§ STATED EXERCISE A
In the listing below, list every line that contains the word "door", copying each line in full. Case counts.
------
Since 1915 we have known (or should have known) that the reason things fall in gravitational fields (the only reason things fall in our low velocity day to day world), is that the closer you are to the ground the more slowly time proceeds. The higher up you are the faster time flows. Your feet are marching into the future more slowly than your head. That’s what keeps them on the ground.
Einstein first grappled with this in 1907 and later tagged it gravitational time dilation (enlargement). Like the dilated eyes you might experience when engaged in certain recreational activities. This is commonly understood to mean that as gravity intensifies closer to the source it slows clocks down – so a second gets bigger. The difference in time rates at different heights produces gravitational attraction.
So that is the punchline. Often discussions of general relativity – Einstein’s gravity theory - gallop breathlessly into the moments after the big bang or neutron stars or the incomprehensible interiors of black holes but tonight we are investigating the time warp that is our day to day lives.
To get our arms around this we will spend the rest of the evening covering the following
1.) How would time dilation cause things to fall?
------
§ STATED EXERCISE B
Pick up the passage on gravitational time dilation above and continue writing from its last line.

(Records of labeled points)
------
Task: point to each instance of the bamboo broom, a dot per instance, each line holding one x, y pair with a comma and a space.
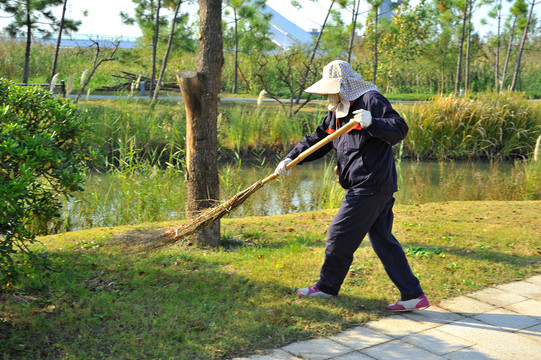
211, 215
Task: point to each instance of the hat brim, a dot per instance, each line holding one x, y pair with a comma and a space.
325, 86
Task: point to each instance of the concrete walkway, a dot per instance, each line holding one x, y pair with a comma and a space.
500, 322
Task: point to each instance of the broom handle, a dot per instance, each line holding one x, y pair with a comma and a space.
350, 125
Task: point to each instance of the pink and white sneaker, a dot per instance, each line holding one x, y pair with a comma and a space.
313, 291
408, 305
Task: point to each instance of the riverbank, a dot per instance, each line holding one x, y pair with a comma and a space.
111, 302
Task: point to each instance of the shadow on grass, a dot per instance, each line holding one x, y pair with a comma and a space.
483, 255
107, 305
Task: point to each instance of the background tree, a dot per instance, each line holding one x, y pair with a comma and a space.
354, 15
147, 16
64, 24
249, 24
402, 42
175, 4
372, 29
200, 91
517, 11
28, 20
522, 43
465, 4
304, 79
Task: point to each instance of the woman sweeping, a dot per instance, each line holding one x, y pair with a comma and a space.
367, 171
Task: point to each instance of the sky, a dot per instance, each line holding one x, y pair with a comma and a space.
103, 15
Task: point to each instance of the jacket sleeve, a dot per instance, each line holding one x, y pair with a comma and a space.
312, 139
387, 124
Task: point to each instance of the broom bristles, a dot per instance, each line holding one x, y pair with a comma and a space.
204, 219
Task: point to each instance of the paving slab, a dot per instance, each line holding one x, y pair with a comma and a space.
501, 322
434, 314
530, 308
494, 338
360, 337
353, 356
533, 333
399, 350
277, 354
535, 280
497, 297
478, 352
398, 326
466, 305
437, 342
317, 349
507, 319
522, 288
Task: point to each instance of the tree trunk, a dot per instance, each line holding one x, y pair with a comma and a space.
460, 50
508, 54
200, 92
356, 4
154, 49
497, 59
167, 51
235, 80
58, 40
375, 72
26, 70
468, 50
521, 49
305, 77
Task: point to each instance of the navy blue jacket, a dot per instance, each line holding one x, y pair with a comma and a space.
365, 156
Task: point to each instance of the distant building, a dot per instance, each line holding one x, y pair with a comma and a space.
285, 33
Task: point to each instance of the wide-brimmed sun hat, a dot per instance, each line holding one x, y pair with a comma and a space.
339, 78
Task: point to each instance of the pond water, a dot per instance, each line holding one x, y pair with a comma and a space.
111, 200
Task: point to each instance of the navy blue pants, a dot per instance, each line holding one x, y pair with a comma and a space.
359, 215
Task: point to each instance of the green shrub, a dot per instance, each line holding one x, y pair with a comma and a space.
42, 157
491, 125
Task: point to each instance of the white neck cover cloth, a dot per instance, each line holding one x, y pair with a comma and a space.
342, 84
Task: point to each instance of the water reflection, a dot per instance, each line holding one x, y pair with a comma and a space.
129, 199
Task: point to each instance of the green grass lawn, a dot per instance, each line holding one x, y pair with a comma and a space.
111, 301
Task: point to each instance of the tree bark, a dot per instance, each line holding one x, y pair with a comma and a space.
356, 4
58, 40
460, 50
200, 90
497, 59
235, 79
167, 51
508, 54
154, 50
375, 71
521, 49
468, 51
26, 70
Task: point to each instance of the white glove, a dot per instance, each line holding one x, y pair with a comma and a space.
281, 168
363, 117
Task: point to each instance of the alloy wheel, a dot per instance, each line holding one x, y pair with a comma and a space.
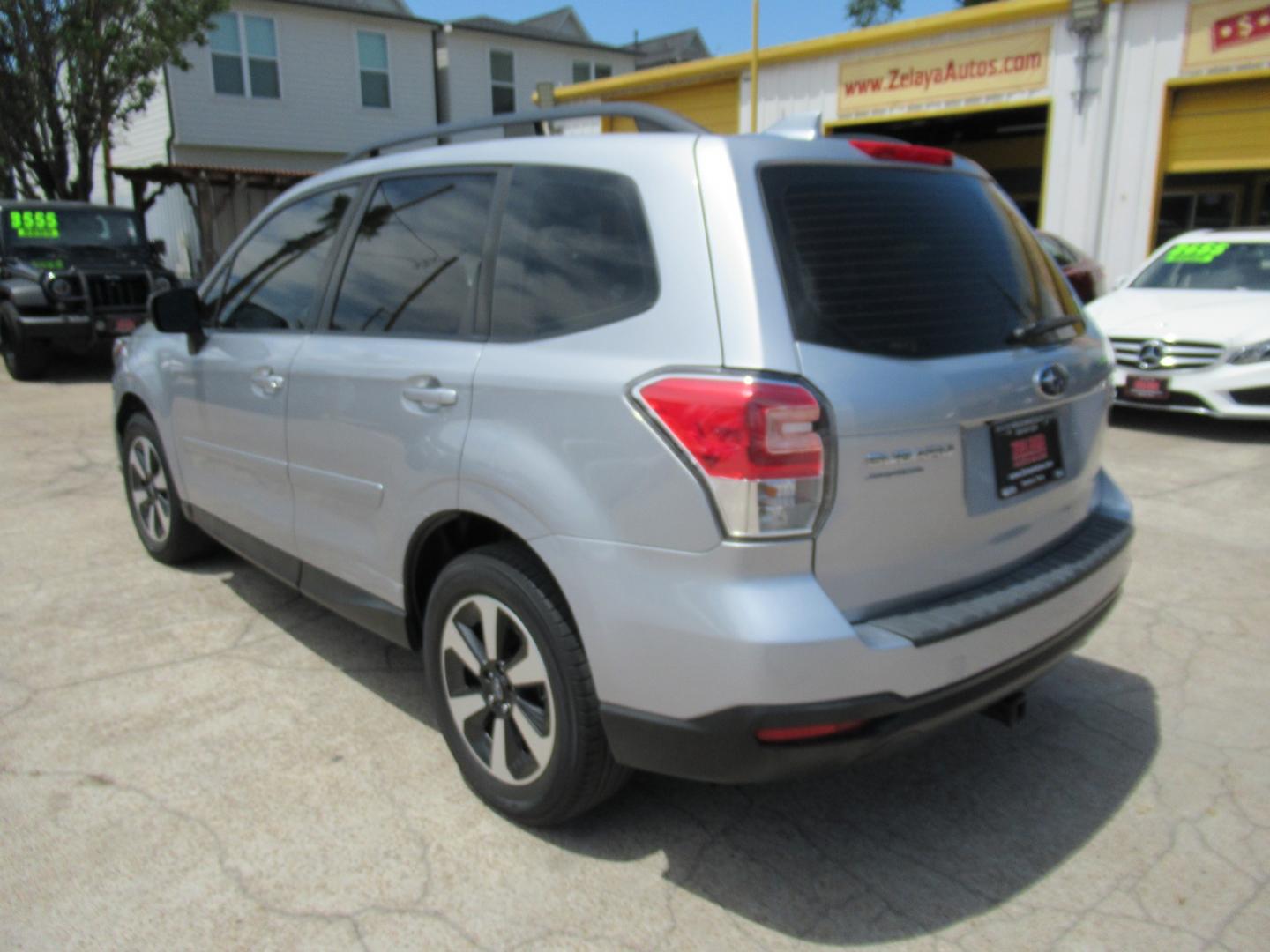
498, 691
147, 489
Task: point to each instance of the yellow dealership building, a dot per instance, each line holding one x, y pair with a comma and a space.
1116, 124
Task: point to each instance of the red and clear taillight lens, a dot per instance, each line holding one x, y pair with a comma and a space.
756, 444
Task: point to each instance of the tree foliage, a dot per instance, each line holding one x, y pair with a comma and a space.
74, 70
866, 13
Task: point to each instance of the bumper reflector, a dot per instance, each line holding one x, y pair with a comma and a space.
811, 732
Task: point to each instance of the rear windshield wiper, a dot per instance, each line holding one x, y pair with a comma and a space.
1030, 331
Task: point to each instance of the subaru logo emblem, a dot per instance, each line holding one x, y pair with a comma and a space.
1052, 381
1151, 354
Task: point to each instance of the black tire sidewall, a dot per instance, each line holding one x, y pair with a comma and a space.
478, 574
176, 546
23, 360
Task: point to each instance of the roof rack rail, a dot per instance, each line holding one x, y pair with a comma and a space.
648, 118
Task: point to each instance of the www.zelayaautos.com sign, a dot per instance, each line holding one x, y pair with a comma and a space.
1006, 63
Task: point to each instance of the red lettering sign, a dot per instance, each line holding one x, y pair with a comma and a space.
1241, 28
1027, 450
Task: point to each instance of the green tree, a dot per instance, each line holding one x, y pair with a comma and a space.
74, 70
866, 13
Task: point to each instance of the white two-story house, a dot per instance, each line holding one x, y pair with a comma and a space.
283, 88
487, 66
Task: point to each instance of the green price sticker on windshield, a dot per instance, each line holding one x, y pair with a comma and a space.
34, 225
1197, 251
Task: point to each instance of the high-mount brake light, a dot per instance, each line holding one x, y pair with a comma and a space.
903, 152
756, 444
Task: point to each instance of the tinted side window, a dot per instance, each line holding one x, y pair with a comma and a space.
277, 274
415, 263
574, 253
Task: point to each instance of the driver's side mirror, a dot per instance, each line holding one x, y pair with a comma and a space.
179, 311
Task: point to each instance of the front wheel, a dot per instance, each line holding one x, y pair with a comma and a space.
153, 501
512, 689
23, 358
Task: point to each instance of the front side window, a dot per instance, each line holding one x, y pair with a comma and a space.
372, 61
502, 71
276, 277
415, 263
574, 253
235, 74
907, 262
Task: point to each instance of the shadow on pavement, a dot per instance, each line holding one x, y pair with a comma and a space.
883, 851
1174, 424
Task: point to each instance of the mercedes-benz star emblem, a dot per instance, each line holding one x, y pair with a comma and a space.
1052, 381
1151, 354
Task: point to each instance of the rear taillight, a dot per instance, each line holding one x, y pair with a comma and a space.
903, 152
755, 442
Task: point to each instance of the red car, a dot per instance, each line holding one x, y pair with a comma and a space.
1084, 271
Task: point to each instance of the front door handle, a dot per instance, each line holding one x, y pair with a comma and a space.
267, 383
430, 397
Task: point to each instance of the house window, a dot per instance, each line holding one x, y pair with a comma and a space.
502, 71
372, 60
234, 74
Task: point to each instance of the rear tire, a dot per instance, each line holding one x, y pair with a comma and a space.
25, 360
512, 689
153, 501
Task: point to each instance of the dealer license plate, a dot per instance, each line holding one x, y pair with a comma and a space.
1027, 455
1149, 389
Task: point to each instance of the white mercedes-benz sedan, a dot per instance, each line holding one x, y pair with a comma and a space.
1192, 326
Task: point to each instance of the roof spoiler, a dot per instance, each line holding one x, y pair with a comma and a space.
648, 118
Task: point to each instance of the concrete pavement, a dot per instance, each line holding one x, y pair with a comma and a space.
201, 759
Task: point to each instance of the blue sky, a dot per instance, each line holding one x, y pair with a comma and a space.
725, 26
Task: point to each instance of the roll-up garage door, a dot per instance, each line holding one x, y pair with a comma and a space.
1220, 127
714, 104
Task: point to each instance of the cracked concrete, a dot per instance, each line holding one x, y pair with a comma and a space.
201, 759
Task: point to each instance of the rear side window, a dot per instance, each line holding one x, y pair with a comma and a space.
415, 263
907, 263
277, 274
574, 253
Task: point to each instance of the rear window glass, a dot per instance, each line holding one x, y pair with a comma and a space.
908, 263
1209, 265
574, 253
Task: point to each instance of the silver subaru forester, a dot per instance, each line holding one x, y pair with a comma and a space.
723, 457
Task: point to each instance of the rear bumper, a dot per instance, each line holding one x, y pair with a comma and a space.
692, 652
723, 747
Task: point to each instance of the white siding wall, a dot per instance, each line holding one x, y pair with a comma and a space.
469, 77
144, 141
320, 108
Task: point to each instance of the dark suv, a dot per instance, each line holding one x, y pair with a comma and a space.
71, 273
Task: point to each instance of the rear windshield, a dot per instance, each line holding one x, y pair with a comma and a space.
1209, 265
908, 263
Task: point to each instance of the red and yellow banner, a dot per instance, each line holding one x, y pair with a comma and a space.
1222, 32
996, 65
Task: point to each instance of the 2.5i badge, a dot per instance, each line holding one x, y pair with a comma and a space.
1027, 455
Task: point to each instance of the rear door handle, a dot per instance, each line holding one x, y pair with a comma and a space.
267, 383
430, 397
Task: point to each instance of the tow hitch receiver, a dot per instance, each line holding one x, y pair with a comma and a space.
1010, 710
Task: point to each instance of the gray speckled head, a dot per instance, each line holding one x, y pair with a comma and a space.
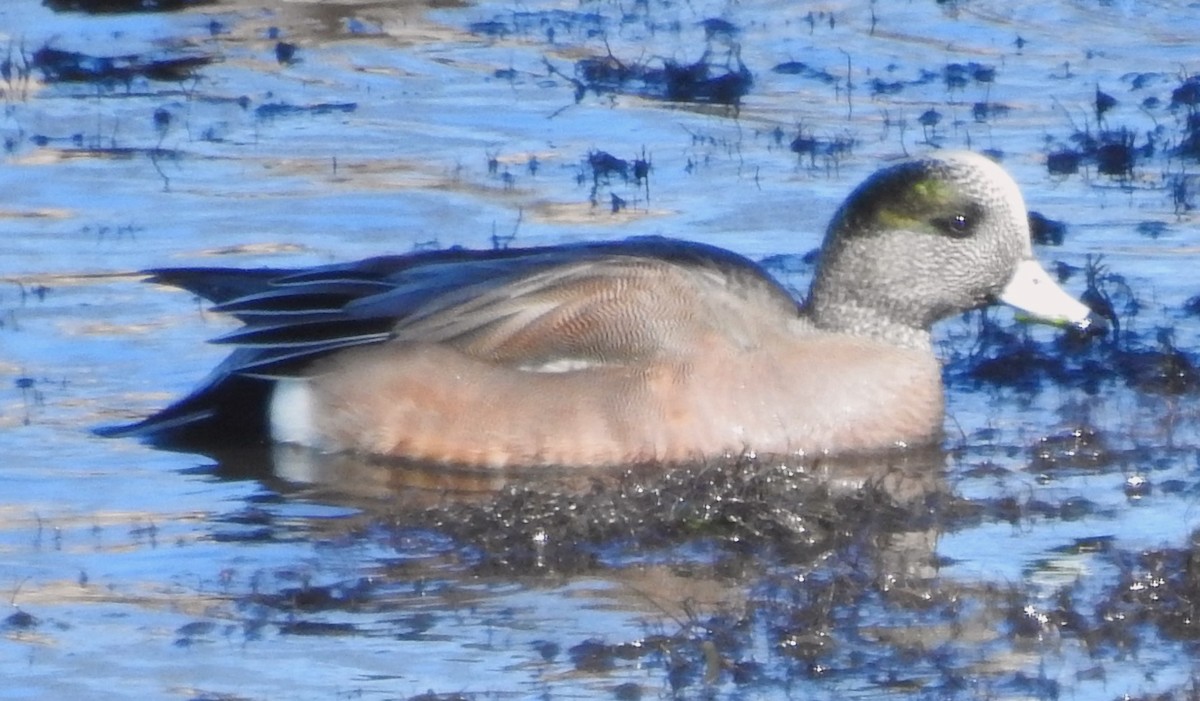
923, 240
------
§ WRITTEN ANSWER A
Task: point to each instance of the front door handle, a dot per instance, each line holding one x, y pair with a comma and a space.
Task: point to each instance of the roll-up garage door, a dot per instance, each line holding one x, y pair with a comma and a space.
Task: point to each instance of the rear door handle, a dot per instance, each line holding one x, y pair with a comma and a space.

§ WRITTEN ANSWER B
2.) The evidence for time dilation.
3.) Einstein’s near miss with reputational disaster because he was confused about space.
The above is a spacetime diagram. Two dimensions – one space and one time. No room for any additional dimensions on this slide. This curve is the same as this apple dropping. Doesn’t look like a curve here in the real world but it does on the screen. How come? Because I’ve turned time into a fake space dimension. I could throw the ball and then it would track a second space dimension, length, at a steady rate with the flow of time, and so you would see the curve in real life. But we are going to stick with the simple drop to expose something hidden in the world.
On the chart, down is down and across is the passage of time. The bend in the line is the acceleration: 32 feet per second per second. In free fall you are locally weightless. It’s just like an orbit except in that case you keep missing the Earth. As Douglas Adams said,” “It's not the fall that kills you; it's the sudden stop at the end.”
Now there is something off with this picture because I have time flowing at a certain rate down here but, as I mentioned, it’s different at different heights.
So let’s illustrate a gradient and put a grid over it:
Each one of these purple lines represents a slightly different rate of time flow. They are elements of a continuous gradient illustrated by the deepening background color as you descend. The green line that diverges from the gold vertical shows the passage of one second at different heights. Why would that cause the curve? Before the stem snaps that apple is traveling parallel to those lines. When it’s freed up why the curve? Let’s discuss a few meat and potatoes physical analogies from everyday life.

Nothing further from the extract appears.